■ **Task description**: Copy all of the data below word for word, leaving out the pictures.

■ **Data for this task**:
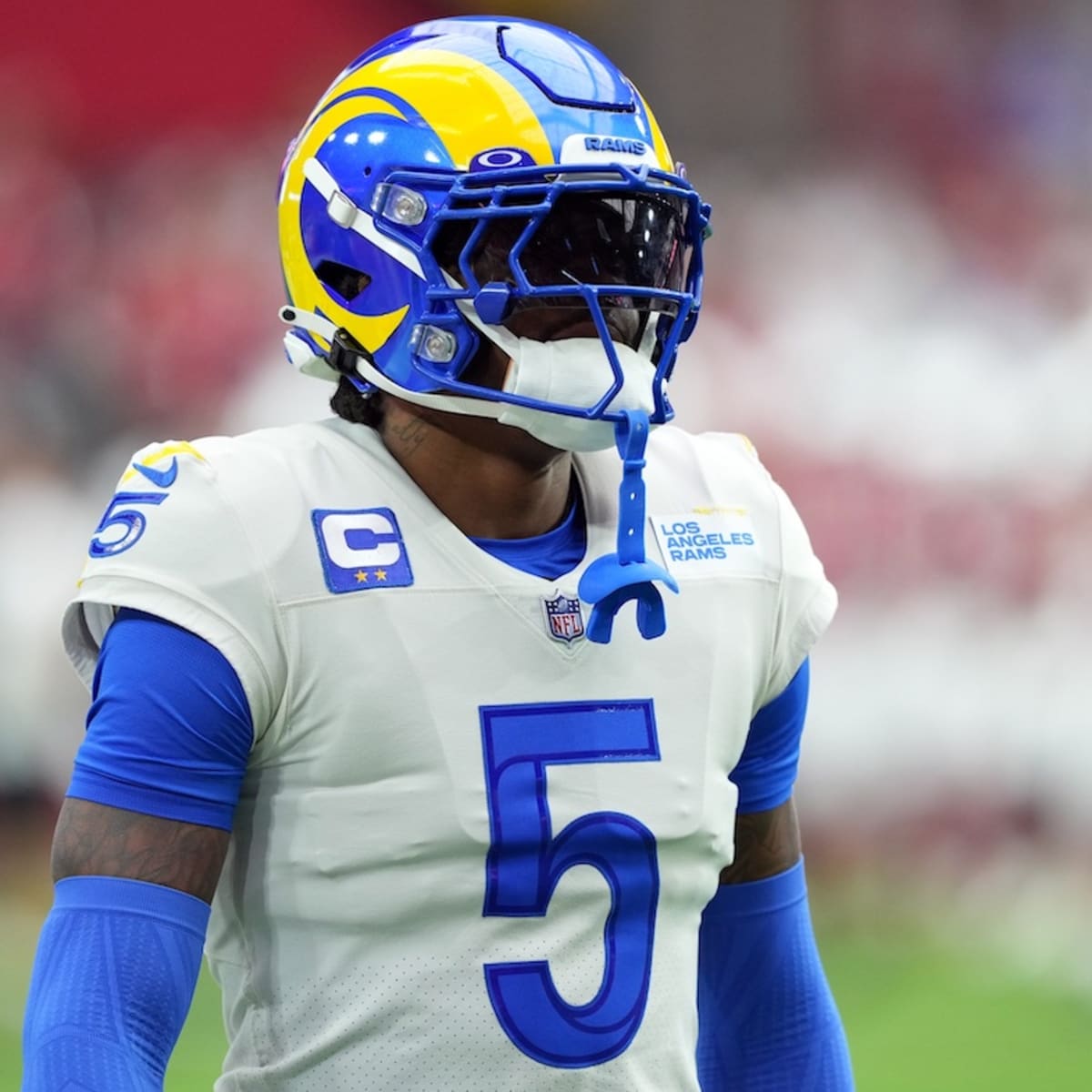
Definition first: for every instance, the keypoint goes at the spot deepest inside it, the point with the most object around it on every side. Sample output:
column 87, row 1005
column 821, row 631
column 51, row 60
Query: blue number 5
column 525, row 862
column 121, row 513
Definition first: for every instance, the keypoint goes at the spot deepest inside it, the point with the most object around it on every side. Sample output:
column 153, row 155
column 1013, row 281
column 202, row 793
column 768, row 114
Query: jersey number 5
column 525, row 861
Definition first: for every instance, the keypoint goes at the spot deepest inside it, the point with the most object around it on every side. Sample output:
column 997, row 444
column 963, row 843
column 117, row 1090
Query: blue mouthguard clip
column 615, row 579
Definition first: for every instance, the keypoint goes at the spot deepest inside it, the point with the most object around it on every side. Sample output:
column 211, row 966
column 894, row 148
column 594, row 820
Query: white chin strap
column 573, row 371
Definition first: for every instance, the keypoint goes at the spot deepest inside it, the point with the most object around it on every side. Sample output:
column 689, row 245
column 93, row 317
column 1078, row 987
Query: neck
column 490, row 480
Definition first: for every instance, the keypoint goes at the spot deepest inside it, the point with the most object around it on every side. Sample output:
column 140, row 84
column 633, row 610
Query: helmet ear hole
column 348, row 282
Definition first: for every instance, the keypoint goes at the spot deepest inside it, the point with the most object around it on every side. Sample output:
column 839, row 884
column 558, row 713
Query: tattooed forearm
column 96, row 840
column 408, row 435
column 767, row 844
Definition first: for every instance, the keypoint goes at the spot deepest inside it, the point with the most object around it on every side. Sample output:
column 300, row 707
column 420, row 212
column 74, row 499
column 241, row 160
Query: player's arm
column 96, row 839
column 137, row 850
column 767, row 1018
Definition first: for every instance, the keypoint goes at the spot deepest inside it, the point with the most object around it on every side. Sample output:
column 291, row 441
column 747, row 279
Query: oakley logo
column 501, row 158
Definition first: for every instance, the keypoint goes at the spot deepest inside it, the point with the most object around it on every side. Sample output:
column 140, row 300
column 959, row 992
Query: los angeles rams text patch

■ **Answer to the exercise**:
Definition first: for every instance, the keypoint goes at the spot deepest inside it, the point with the most object around it on every side. Sample output:
column 87, row 1005
column 821, row 631
column 51, row 60
Query: blue number 5
column 525, row 862
column 121, row 513
Definition first: for every instance, the keypoint goes at the spot deepest inside it, the point with the most object around it on every side. Sample output:
column 153, row 155
column 1013, row 281
column 202, row 793
column 768, row 114
Query: jersey number 5
column 525, row 861
Definition first: for every instance, the keypoint goes at the spot deepest inside it, the point with the most object around it on every side. Sample output:
column 997, row 444
column 963, row 843
column 117, row 1090
Query: blue mouthguard clip
column 615, row 579
Definition first: for every instance, the keypoint goes at the spot deepest inside it, the point with the most object around it on every side. Sample output:
column 211, row 966
column 894, row 148
column 594, row 820
Query: white chin strap
column 573, row 371
Definition first: for every instance, the keypoint goes at the spot deepest inside it, the point with the most object around it on every side. Sample output:
column 689, row 245
column 93, row 317
column 1078, row 987
Query: neck
column 490, row 480
Definition first: for every instance, the keypoint goes at the spot deepest inside it, the point with the most object around it on every side. Sample output:
column 140, row 84
column 633, row 610
Query: helmet ear hole
column 348, row 282
Definition first: for every instance, the keypoint goes at the spot deepest inside it, the point with the most object around it on every side. Sample output:
column 839, row 884
column 558, row 713
Query: tattooed forearm
column 96, row 840
column 408, row 435
column 767, row 844
Definition first: for every instance, the keypoint goes at the spot deepest inside it, the point with the most object around it on every side. Sample output:
column 300, row 707
column 420, row 212
column 74, row 499
column 241, row 160
Query: player's arm
column 96, row 839
column 137, row 850
column 767, row 1018
Definition first: for every instance, the keypoint goes at the spot deepest inside it, the point with the most object around it on every side. Sample output:
column 291, row 441
column 747, row 279
Query: oakley logo
column 501, row 158
Definition first: for every instance, the keypoint goes at the spot deepest inside it, the point with the most object around it on every side. Sample output:
column 140, row 300
column 959, row 992
Query: los angeles rams text patch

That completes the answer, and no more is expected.